* [VOS TÂCHES]:
• a. Répondez à ces questions à partir du texte sur la transmission numérique ci-dessous :
(i) Pour quelles raisons l'évolution vers la transmission numérique a-t-elle été choisie ?
(ii) Sur combien de bits le résultat de chaque mesure est-il codé ?
(iii) Que codent les techniques « prédictives » ?
• b. Recopiez fidèlement le passage du texte sur la transmission numérique qui commence par « Le signal qui » et se poursuit jusqu'à « prévue par extrapolation. ».
• c. Écrivez la suite du texte sur la transmission numérique, en reprenant après sa dernière phrase.

* [BLOC DE TEXTE]:

La transmission numérique
Avec les techniques de transmission numérique, on ne cherche
plus à transmettre un signal analogue à celui que l'on veut reproduire ; on
traduit tout signal en une suite de bits. Choisie pour des raisons économiques, cette
évolution technique a provoqué de profondes modifications dans les télécommunications
: elle a conduit a les rapprocher des techniques utilisées en informatique, et a permis
aux télécoms de bénéficier des économies d'échelle accumulées par le développement
des composants destinés à l'industrie informatique.
Le codage MIC
Le premier problème à résoudre est de transformer le signal
de base du réseau téléphonique (le signal sonore dans la bande 300 - 3400 Hz, disons 0
- 4000 Hz pour simplifier) en un signal numérique. C'est le but du codage MIC (Modulation
par Impulsion et Codage).
Le signal est soumis pour cela à une mesure toutes les 125
ms (donc 8000 fois par seconde). Le résultat de
cette mesure est codé sur huit bits (on peut donc coder 28 = 256 niveaux
d'amplitude). Comme la sensibilité de l'oreille varie non selon l'amplitude d'un signal,
mais selon le logarithme de cette amplitude, les niveaux d'amplitude sont découpés en
plages logarithmiques.
Le signal qui en résulte a un débit de 8 * 8000 = 64 kbit/s.
Ce débit est devenu un standard sur les réseaux de
télécommunications : les composants électroniques qui le traitent ont été produits en
grand nombre et ne coûtent pas cher ; il est utilisé dans le réseau de transport
(multiplexage temporel) ainsi que dans les réseaux RNIS (c'est le débit du canal B de
Numéris).
Cependant des techniques de codage plus perfectionnées ont
été proposées pour le signal vocal, tirant parti de sa redondance mieux que ne le fait
le codage MIC :
- les techniques " différentielles " codent non l'amplitude du
signal, mais la variation de cette amplitude ;
- les techniques " prédictives " codent l'écart entre le
signal constaté et sa valeur prévue par extrapolation.

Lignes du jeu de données
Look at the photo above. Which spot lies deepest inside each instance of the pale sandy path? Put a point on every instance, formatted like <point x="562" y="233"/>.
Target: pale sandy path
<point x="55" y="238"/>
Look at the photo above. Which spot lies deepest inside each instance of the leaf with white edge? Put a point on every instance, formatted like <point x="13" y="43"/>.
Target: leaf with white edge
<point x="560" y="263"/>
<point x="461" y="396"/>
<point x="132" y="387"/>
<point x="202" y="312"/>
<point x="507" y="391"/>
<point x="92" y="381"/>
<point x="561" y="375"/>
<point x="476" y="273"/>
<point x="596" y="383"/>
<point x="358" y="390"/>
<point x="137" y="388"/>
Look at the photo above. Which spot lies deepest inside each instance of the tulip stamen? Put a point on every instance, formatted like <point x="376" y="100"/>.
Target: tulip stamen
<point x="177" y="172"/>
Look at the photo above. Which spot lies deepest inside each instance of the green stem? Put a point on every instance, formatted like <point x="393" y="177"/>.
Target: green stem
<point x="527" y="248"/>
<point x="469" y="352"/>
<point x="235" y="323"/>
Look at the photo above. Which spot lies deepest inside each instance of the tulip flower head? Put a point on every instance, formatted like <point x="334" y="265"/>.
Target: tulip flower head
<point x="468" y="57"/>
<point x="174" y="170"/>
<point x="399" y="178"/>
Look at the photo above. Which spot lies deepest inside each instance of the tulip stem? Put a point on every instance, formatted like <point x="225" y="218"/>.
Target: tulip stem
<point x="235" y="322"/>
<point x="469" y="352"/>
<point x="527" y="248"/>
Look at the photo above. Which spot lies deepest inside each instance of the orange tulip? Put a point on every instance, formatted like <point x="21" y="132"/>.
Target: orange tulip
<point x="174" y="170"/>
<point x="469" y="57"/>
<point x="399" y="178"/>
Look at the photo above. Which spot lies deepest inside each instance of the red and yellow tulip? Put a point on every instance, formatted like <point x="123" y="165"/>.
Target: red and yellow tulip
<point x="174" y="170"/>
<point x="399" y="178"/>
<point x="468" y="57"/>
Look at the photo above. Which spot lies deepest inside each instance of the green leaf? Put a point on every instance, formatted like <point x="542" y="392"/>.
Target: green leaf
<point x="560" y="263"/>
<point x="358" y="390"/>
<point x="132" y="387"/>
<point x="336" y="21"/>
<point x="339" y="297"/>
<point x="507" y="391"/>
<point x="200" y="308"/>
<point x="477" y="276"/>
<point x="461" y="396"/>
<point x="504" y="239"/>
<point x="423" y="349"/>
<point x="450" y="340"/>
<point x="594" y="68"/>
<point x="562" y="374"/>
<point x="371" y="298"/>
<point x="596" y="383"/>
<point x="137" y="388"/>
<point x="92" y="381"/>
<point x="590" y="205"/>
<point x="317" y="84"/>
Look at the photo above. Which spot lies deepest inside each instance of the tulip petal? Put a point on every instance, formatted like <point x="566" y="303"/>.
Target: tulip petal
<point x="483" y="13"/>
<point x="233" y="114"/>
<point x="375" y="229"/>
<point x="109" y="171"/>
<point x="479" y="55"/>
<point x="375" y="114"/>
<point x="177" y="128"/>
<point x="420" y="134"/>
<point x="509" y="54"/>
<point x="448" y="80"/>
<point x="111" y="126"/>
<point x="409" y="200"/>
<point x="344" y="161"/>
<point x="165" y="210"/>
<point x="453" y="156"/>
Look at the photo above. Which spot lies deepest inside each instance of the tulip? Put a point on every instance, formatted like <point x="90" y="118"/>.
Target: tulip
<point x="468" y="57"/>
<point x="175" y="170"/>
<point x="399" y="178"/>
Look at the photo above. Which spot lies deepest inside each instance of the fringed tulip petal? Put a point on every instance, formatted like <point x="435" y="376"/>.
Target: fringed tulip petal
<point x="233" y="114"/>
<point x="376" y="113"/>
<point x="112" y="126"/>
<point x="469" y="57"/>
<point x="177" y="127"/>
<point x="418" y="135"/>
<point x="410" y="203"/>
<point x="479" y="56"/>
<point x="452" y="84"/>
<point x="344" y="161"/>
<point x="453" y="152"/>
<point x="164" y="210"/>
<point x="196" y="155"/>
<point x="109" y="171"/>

* [TÂCHES RÉSOLUES]:
• a.
(i) Pour des raisons économiques.
(ii) Sur huit bits.
(iii) L'écart entre le signal constaté et sa valeur prévue par extrapolation.

• b.
Le signal qui en résulte a un débit de 8 * 8000 = 64 kbit/s.
Ce débit est devenu un standard sur les réseaux de
télécommunications : les composants électroniques qui le traitent ont été produits en
grand nombre et ne coûtent pas cher ; il est utilisé dans le réseau de transport
(multiplexage temporel) ainsi que dans les réseaux RNIS (c'est le débit du canal B de
Numéris).
Cependant des techniques de codage plus perfectionnées ont
été proposées pour le signal vocal, tirant parti de sa redondance mieux que ne le fait
le codage MIC :
- les techniques " différentielles " codent non l'amplitude du
signal, mais la variation de cette amplitude ;
- les techniques " prédictives " codent l'écart entre le
signal constaté et sa valeur prévue par extrapolation.

• c.
Un signal de même qualité peut être obtenu grâce à ces
codages avec des débits de 32, 16, 8 ou même 4 kbit/s. Les codecs (codeurs - décodeurs)
nécessaires sont d'autant plus chers que la technique est plus sophistiquée, et en outre
le circuit à 64 kbit/s reste le circuit standard sur le réseau téléphonique public.
Les codages sophistiqués sont utilisés principalement dans certaines applications sur
Numéris, ou encore afin de comprimer le signal pour économiser les LL sur les réseaux
privés.
On peut ainsi utiliser 64 kbit/s et un codage performant pour
transmettre un son de bonne qualité : certains terminaux utilisés en audioconférence
utilisent un son à 7 kHz qui rend la reconnaissance du locuteur et linterprétation
des phonèmes en réunion téléphonique plus aisée et donc la communication moins
fatiguante.
A l'arrivée du signal à 64 kbit/s, le signal est recomposé ;
il n'est pas parfait, puisque le codage comporte une imprécision (les amplitudes sont
codées par plages, on relève l'amplitude sur un échantillon et non continûment). Le
signal reconstitué comporte donc un "bruit de numérisation".
Reconstitution du signal
Ce "bruit" reste cependant acceptable : il est
inférieur aux bruits usuels en transmission analogique, et en outre nous allons voir que
la transmission numérique possède sur la transmission analogique des avantages
décisifs.
Les répéteurs
Les amplificateurs du réseau analogique ont pour inconvénient
d'amplifier le bruit avec le signal ; dans le réseau numérique, des répéteurs
reçoivent le signal éventuellement déformé par les défauts de la transmission, et
reconstituent le dessin exact des bits :
Signal d'origine
Signal déformé par la transmission
Signal reconstitué par le répéteur
Ainsi le signal numérique est régénéré "à neuf"
par le répéteur, dans la mesure du moins où les distorsions dues à la transmission
n'ont pas été telles qu'elles auraient provoqué une erreur de reconnaissance de la part
du répéteur. Les techniques de codage utilisées, ainsi que les règles d'ingénierie
qui précisent les distances entre répéteurs successifs, ont pour objet de limiter ce
risque.
Le signal numérique ne subit donc aucune addition de bruit du
fait de la transmission ; il est reçu tel qu'il a été émis. Ajoutons que la distance
admissible entre répéteurs sur une ligne est plus grande que la distance entre
amplificateurs, et que le coût de la transmission numérique en est diminué. Ce sont ces
avantages qui ont poussé à lintroduction de la transmission numérique sur le
réseau de transit.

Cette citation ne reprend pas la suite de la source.